Format every line of the data below as a Markdown table with two columns, "Row" for the line number and "Line" for the line itself, skipping any blank lines.
§
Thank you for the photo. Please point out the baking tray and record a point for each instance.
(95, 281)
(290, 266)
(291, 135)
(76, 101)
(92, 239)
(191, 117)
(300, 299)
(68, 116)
§
### Final result
| Row | Line |
|---|---|
| 1 | Thank you for the photo. Please point out the baking tray and record a point for each instance. |
| 2 | (95, 281) |
| 3 | (290, 266) |
| 4 | (291, 135) |
| 5 | (76, 101) |
| 6 | (92, 239) |
| 7 | (191, 117) |
| 8 | (300, 299) |
| 9 | (68, 116) |